And there’s always going to be some profit taking, especially during price jumps. But the bigger picture is that Bitcoin is now becoming core assets in traditional portfolios, not just speculative trade.
We see a lot of institutions coming into the space, opening institutional accounts within exchanges and showing the interest.
And this current ETF wave is more than a sign of structural take. It feels like institutions are buying in quietly and they’re definitely not planning to leave anytime soon. And that’s exactly what I see coming from the exchange side as well.
Michael
I largely agree with what Laura said. It’s a momentum play. A lot of people want to get in because it’s hot.
Companies have seen other companies get into the cryptocurrency space, the blockchain space.
Evan
I am not sure what’s going on with my audio. It seems that everybody else can hear, but not me. So I’m going to work on that and let you guys continue the discussion.
And I don’t understand because I was hearing you just fine a moment ago.
Michael
Yeah, that’s the problem with X spaces is that there’s just so many issues and bugs with it. But anyway, just answering the question quickly. Yeah, I think it’s mainly a momentum play.
People have seen the stock price going up when they’ve announced that they’re doing something with crypto. Not even just like buying Bitcoin, but any sort of stable coin announcement.
For example, in Korea, if companies announced that they’re engaging in a stable coin play, some of their stocks have gone up 20, 30 plus percent in a single day.
So obviously, a lot of people, a lot of companies want to get in because they see that valuations are going up.

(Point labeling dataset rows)
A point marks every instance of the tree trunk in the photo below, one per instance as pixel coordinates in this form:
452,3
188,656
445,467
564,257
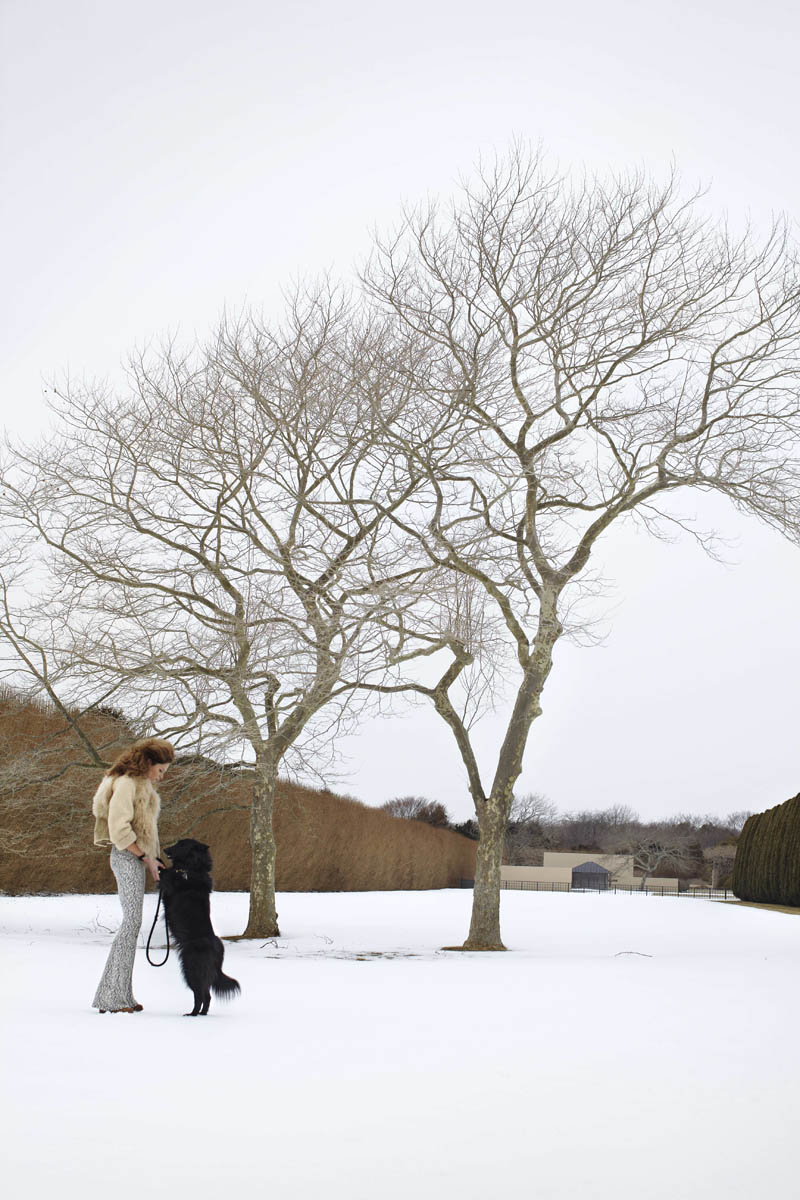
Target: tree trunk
263,921
485,924
493,814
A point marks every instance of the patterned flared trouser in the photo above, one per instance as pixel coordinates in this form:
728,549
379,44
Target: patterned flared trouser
115,989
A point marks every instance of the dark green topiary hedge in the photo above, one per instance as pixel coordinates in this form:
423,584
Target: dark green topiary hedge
768,856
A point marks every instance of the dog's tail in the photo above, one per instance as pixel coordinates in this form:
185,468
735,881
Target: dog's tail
224,987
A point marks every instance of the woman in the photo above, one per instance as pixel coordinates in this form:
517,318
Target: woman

▶ **Set problem 1**: Name every person who appears in the crypto discussion transcript, whether as a speaker or by mention.
▶ **Set problem 2**: Resume the crypto discussion transcript, starting right after its final sentence.

▶ **Final result 1**: Laura, Michael, Evan

▶ **Final result 2**:
And that’s obviously a clear sign of a bull market. I don’t think it would last forever because there’s always bull and bear cycles in the spaces that we’re all very familiar with.
But the trend is definitely very clear that it’s going up. More and more institutions are coming in. More money is coming in.
It’s a wall of institutional money that’s going to make asset prices and crypto prices, in my opinion, go higher over the long term.
I think there’s a lot of staying power there because institutions are not like retail and that they’re not as fickle. They’re not going to come in and go out as quickly as retail usually does during market cycles.
I think the staying power is definitely stronger with institutions. But it’s obviously a momentum play. People chase profits. People want to make money. And it’s really as simple as that.
Laura
Our host is fixing his microphone, maybe someone else can add. I think we can manage the space without him until he manages to figure out what’s happening here.
Joshua
Yeah, I can add my two cents in. I think I largely agree with the observations. I think the observation is much clearer in Bitcoin that there’s sustained kind of institutional accumulation.
And it has been happening, not just short term, but for quite some time. And I think there was also data, I saw some research around differentiating data that was more about inflows for ETFs that are more with relation to hedging or other kind of institutional products for that nature versus actual accumulation.
Accumulation is actually these long positions in ETFs far exceed your short interest. So we do see actual allocations. And then more recently, you also see listed companies having what we call the public premium.
So you can think of the publicly listed companies that are trying to become Bitcoin treasuries, or a place into the crypto environment, like so-called, you see a public premium over on the evaluations. And it’s kind of like a clear indication to the rest of the market that there’s more demand than supply for excess in an institutional adoption way.
I think the clarity is clear for Bitcoin. I think there was also a public question whether is there an ETH divergence. I think more recently we see ETH catch up. I’ve been also trying to figure out where does this come from and what is the kind of core drivers.
What is clear to me is I think for the last two weeks, despite everything that has been going on, the T word—tariffs—which has come back, anything related to inflationary risk as a result of that, anything along the lines of risk of conflict and war, like previously in Iran, where things were a little bit scary.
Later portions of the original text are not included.